Not only the longest, and the blondest, but the most distinctive coif to come out of the (first) British Invasion …hence his invariably being positioned as the focal point of the band’s publicity photos, not to mention album covers. “Personally, I always make a point of cleansing my hair after every meal,” a young Brian would defiantly inform the press when asked if the band, as their promo boasted, bathed only during months with an “R” in them.

 

  1. ANDREW LOOG OLDHAM

Take equal parts Colonel Parker and Phil Spector, mix with a liberal helping of Laurence Harvey (cf: Expresso Bongo), garnish with a dash of Anthony Burgess, and you have the wicked wonderlad who transformed himself from failed pop crooner Sandy Beach to frustrated Brian Epstein gofer to chart-topping svengali of the world-famous anti-Beatles… all in a mere eighteen months. Needless to say The Rolling Stones, not to mention Malcolm McLaren, would not – in fact, could not have ever risen to successfully battle the rock wars without the skilled example of Andrew Loog.

 

  1. THEIR STAGEWEAR

As a young impressionable tyke, I remember how totally dumbstruck I was when chancing upon the Stones on a Red Skelton television special ’way back in 1964. After months spent innocently bopping to squeaky-clean moptops on The Ed Sullivan Show, imagine my stupefaction when Mick Jagger, sweatshirt hanging, first suggestively shook his maracas in my parents’ living room. Keith hunched menacingly black and pirate-like over his guitar. The rhythm section, shaggy and sullen. And, ever the individual, Brian Jones nattily attired in a modish three-piece, every golden lock in place. It must’ve worked: My grades, to say nothing of my standards, started tumbling the very next day.

- _Pointing dataset excerpts_:
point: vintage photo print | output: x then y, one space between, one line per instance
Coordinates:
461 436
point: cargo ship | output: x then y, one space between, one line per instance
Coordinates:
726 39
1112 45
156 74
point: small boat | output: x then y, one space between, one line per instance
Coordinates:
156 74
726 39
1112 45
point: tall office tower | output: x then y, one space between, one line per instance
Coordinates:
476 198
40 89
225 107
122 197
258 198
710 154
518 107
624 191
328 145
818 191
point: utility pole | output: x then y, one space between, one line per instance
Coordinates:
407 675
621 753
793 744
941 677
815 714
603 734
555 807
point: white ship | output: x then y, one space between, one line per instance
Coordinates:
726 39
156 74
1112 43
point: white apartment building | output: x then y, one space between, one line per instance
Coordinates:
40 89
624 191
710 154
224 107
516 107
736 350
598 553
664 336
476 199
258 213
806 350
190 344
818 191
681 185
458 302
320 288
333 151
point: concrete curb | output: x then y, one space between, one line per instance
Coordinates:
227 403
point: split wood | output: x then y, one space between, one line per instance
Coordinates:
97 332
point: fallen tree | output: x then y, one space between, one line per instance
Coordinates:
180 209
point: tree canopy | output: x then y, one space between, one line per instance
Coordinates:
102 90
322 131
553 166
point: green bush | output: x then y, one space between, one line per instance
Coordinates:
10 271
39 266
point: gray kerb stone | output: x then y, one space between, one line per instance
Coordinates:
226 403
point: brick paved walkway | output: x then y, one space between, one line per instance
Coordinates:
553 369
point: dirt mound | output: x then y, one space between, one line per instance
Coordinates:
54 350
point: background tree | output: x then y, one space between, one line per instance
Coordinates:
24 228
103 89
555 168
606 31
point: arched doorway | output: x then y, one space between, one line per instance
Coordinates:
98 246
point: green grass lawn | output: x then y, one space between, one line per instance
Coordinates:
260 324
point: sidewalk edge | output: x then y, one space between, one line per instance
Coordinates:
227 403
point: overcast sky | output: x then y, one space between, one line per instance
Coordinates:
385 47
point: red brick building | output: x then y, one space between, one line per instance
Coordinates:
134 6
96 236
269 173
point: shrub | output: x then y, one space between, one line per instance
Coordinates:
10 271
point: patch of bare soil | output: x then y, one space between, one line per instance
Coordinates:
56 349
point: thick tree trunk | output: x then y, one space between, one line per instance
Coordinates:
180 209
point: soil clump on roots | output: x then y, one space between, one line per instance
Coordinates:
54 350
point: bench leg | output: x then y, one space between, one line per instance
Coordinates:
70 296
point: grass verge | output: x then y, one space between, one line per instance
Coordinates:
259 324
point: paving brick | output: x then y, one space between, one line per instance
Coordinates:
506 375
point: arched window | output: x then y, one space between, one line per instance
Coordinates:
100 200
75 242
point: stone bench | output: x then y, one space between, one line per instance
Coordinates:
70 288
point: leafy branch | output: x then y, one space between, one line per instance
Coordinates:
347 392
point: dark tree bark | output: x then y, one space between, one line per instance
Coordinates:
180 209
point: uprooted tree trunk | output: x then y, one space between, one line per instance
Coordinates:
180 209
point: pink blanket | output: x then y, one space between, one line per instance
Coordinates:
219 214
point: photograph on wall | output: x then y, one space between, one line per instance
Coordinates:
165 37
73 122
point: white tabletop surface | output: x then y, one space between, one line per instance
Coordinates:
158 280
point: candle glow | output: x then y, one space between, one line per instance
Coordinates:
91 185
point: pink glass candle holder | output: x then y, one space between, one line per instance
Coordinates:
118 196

- _What to do_:
1. Answer these from the Rolling Stones excerpt:
(a) Under what name did Andrew Loog Oldham fail as a pop crooner?
(b) On whose television special did the writer first come across the Stones, and in what year?
(c) According to his quote to the press, how often did the young Brian make a point of cleansing his hair?
2. Reproduce the entries verbatim, starting at the line that contains "point: white tabletop" and continuing through the last line of the entries.

- _Solutions below_:
1.
(a) Sandy Beach
(b) Red Skelton's, in 1964
(c) After every meal

2.
point: white tabletop surface | output: x then y, one space between, one line per instance
Coordinates:
158 280
point: candle glow | output: x then y, one space between, one line per instance
Coordinates:
91 185
point: pink glass candle holder | output: x then y, one space between, one line per instance
Coordinates:
118 196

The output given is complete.